§ Task goal:
Each entry that follows must be output without any deviation.
#### Available data
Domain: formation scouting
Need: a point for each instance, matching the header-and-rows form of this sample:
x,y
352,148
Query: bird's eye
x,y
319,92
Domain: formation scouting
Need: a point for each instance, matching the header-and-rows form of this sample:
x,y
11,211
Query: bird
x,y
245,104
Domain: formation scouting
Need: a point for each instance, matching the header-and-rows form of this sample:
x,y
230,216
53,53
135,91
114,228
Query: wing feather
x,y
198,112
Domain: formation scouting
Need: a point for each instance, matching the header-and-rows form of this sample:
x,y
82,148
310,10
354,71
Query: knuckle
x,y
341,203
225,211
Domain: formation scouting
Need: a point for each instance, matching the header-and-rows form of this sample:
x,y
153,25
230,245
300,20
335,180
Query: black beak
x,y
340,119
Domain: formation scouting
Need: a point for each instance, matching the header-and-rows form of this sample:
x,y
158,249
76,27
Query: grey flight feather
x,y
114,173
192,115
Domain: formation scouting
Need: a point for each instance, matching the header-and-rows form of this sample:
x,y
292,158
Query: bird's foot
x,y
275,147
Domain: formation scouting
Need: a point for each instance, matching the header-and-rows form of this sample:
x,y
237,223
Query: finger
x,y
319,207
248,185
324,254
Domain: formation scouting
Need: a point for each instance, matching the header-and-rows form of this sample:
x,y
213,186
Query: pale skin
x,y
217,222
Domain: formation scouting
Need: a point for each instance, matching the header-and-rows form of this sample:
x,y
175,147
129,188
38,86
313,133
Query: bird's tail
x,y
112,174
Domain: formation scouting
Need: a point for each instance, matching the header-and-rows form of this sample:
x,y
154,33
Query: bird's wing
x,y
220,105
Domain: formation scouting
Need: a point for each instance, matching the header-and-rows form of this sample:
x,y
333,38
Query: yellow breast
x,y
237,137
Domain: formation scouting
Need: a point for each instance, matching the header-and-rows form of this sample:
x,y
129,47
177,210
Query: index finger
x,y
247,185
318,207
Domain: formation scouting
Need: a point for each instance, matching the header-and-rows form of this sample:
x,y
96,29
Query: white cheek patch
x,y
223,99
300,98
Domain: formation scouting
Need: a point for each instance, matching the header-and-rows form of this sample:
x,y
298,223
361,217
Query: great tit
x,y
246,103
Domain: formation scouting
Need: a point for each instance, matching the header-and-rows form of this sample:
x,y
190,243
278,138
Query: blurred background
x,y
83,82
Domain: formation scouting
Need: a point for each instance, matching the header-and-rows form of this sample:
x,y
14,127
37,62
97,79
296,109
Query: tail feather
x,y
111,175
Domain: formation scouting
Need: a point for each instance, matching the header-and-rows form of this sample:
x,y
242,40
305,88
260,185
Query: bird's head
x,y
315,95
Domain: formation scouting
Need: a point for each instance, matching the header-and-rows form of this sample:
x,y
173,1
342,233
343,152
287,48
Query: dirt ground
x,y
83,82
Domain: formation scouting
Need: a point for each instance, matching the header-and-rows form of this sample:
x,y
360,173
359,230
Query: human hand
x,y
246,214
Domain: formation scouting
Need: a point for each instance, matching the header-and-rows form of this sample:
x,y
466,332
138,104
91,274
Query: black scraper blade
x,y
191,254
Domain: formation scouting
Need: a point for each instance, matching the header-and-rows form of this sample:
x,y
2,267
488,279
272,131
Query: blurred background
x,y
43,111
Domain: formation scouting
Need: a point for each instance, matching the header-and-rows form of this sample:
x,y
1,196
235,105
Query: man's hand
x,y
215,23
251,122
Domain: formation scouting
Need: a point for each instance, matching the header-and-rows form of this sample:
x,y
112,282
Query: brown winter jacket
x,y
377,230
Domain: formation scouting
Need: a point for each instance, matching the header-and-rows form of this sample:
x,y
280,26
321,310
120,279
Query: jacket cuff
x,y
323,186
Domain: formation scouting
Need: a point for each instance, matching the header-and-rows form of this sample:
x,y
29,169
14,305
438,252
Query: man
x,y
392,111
########
§ Task solution:
Domain: formation scouting
Need: a point for each instance, matching the header-and-rows form of this sample:
x,y
352,148
Query: bird's eye
x,y
319,92
Domain: formation scouting
Need: a point for each instance, matching the header-and-rows form of this sample:
x,y
11,211
Query: bird
x,y
245,104
Domain: formation scouting
Need: a point for each instance, matching the header-and-rows form of this sample:
x,y
230,216
53,53
135,91
114,228
Query: wing feather
x,y
198,112
Domain: formation scouting
Need: a point for each instance, matching the header-and-rows form of this sample:
x,y
82,148
310,10
354,71
Query: knuckle
x,y
341,203
225,211
Domain: formation scouting
Need: a point for each instance, matching the header-and-rows form of this sample:
x,y
153,25
230,245
300,20
335,180
Query: black beak
x,y
340,119
Domain: formation scouting
Need: a point for each instance, matching the header-and-rows form of this sample:
x,y
158,249
76,27
Query: grey flight feather
x,y
114,173
192,115
Domain: formation scouting
Need: a point for each instance, matching the header-and-rows form of this sample:
x,y
292,158
Query: bird's foot
x,y
275,147
Domain: formation scouting
Need: a point for each instance, matching the header-and-rows form of this sample:
x,y
237,223
Query: finger
x,y
319,207
248,185
324,254
Domain: formation scouting
Need: a point for each instance, matching the header-and-rows form of this sample:
x,y
213,186
Query: pale skin
x,y
217,222
Domain: formation scouting
Need: a point for each instance, matching the header-and-rows form of this sample:
x,y
175,147
129,188
38,86
313,133
Query: bird's tail
x,y
112,174
Domain: formation scouting
Need: a point for each instance, matching the header-and-rows form of this sample:
x,y
154,33
Query: bird's wing
x,y
220,105
Domain: formation scouting
Need: a point for each instance, matching the header-and-rows form of this sample:
x,y
333,38
Query: yellow breast
x,y
237,137
Domain: formation scouting
Need: a point for each instance, matching the header-and-rows form of this sample:
x,y
129,47
177,210
Query: index finger
x,y
247,185
318,207
Domain: formation scouting
Need: a point for each instance, matching the header-and-rows form of this sample:
x,y
96,29
Query: white cheek patch
x,y
223,99
300,98
Domain: formation scouting
Need: a point for each instance, matching the header-and-rows form of this sample:
x,y
298,223
361,217
Query: great tit
x,y
246,103
Domain: formation scouting
Need: a point for each instance, matching the header-and-rows form of this sample:
x,y
190,243
278,138
Query: blurred background
x,y
83,82
Domain: formation scouting
Need: a point for each instance, matching the header-and-rows form of this sample:
x,y
14,127
37,62
97,79
296,109
Query: tail feather
x,y
111,175
Domain: formation scouting
Need: a point for each instance, matching the header-and-rows form of this sample:
x,y
242,40
305,88
260,185
Query: bird's head
x,y
315,95
Domain: formation scouting
Need: a point for each instance, matching the header-and-rows form of this sample:
x,y
173,1
342,233
343,152
287,48
Query: dirt ground
x,y
83,82
Domain: formation scouting
Need: a point for each instance, matching the header-and-rows form of this sample:
x,y
360,173
359,230
Query: human hand
x,y
246,214
Domain: formation scouting
Need: a point for each instance, matching the header-and-rows form of this sample:
x,y
466,332
138,104
91,274
Query: black scraper blade
x,y
191,254
Domain: formation scouting
Need: a point for each instance, matching the header-and-rows form of this sample:
x,y
2,267
488,279
272,131
Query: blurred background
x,y
43,111
Domain: formation scouting
Need: a point for each instance, matching the header-and-rows form of this sample:
x,y
1,196
235,105
Query: man's hand
x,y
215,23
251,122
Domain: formation scouting
Need: a point for each instance, matching the header-and-rows form of this sample:
x,y
112,282
Query: brown winter jacket
x,y
377,230
Domain: formation scouting
Need: a point for each instance, matching the header-and-rows form of this sample:
x,y
280,26
321,310
120,279
Query: jacket cuff
x,y
323,186
Domain: formation scouting
Need: a point for each instance, matching the header-and-rows form of this sample:
x,y
29,169
14,305
438,252
Query: man
x,y
392,111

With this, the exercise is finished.